[WHAT THE TASK REQUIRES]:
Every line of the listing that contains the word "crown" is to be copied out.

[RECORD SET]:
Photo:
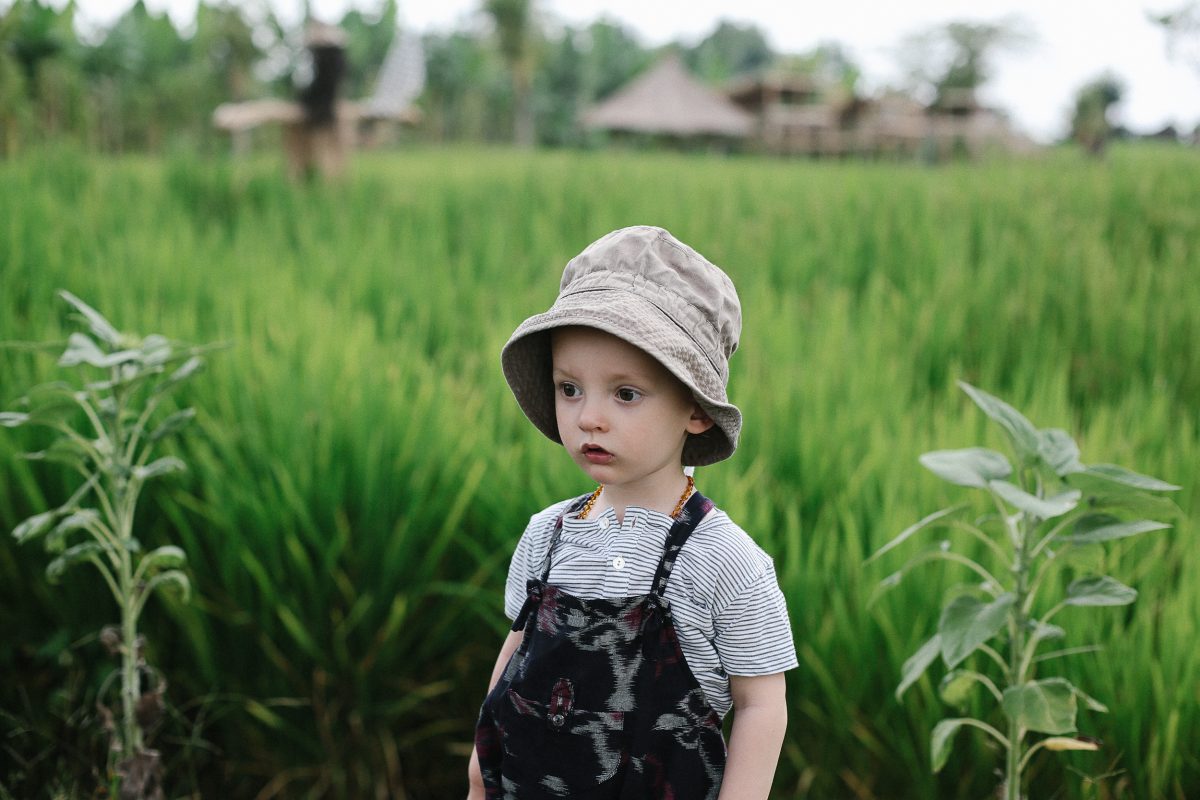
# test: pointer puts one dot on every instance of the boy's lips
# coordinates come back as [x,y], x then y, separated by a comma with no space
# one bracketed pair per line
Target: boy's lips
[595,453]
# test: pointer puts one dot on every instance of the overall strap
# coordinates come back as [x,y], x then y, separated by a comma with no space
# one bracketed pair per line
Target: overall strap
[575,505]
[695,510]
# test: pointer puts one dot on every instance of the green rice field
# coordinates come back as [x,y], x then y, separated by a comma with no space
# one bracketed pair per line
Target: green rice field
[360,473]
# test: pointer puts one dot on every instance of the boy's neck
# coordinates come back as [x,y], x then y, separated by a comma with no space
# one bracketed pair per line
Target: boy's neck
[664,498]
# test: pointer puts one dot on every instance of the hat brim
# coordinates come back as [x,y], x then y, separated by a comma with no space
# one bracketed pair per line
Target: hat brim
[527,365]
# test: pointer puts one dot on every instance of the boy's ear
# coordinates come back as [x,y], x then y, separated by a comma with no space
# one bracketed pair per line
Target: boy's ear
[699,421]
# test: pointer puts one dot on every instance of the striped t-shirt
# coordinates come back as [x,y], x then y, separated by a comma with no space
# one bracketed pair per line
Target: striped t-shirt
[729,612]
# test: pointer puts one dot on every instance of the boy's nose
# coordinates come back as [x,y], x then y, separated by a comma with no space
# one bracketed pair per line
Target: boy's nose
[592,416]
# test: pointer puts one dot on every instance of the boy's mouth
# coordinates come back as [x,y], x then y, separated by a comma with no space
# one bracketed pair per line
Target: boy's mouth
[595,453]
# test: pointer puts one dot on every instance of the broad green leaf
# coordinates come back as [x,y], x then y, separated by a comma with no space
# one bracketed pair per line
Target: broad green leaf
[1041,507]
[915,528]
[1126,477]
[917,663]
[941,741]
[162,558]
[967,623]
[165,465]
[955,687]
[1090,531]
[1021,432]
[81,519]
[1071,743]
[61,451]
[36,525]
[1101,590]
[1059,451]
[173,423]
[81,349]
[73,555]
[100,326]
[969,467]
[1043,705]
[1047,632]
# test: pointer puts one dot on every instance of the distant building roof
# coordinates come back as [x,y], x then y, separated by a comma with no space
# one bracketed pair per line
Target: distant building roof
[667,100]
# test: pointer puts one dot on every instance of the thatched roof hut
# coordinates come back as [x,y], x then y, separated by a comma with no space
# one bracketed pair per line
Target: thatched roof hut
[667,101]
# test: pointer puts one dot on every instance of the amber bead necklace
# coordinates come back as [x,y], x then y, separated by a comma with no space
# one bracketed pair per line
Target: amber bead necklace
[683,498]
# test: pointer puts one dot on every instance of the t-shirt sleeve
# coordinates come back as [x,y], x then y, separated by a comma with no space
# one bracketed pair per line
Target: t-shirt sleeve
[528,555]
[753,633]
[519,573]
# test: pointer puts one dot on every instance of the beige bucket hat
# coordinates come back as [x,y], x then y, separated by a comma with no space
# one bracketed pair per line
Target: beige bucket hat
[648,288]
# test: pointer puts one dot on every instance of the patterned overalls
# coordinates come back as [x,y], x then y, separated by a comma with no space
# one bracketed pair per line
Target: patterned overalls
[598,702]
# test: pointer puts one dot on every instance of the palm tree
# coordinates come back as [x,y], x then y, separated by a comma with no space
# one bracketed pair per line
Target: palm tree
[515,30]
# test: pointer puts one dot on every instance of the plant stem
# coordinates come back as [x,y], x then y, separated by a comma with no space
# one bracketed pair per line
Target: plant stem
[1017,657]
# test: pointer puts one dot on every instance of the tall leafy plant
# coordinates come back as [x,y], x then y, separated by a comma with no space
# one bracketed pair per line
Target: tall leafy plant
[106,427]
[1044,506]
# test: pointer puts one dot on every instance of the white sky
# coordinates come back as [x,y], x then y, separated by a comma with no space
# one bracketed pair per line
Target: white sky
[1074,41]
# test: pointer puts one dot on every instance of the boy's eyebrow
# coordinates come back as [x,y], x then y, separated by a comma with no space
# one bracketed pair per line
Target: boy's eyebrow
[617,378]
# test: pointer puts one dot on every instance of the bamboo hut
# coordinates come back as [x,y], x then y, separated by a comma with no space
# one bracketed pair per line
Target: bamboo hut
[667,102]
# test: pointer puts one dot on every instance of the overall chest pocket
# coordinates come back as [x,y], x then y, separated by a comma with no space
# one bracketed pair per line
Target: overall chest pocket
[555,750]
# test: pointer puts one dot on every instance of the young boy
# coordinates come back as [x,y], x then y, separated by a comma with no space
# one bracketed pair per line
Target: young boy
[642,613]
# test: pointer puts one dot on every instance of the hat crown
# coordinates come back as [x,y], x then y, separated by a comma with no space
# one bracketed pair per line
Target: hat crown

[SOLVED EXERCISE]:
# test: pointer puts one dot on every instance of the hat crown
Target: hat crown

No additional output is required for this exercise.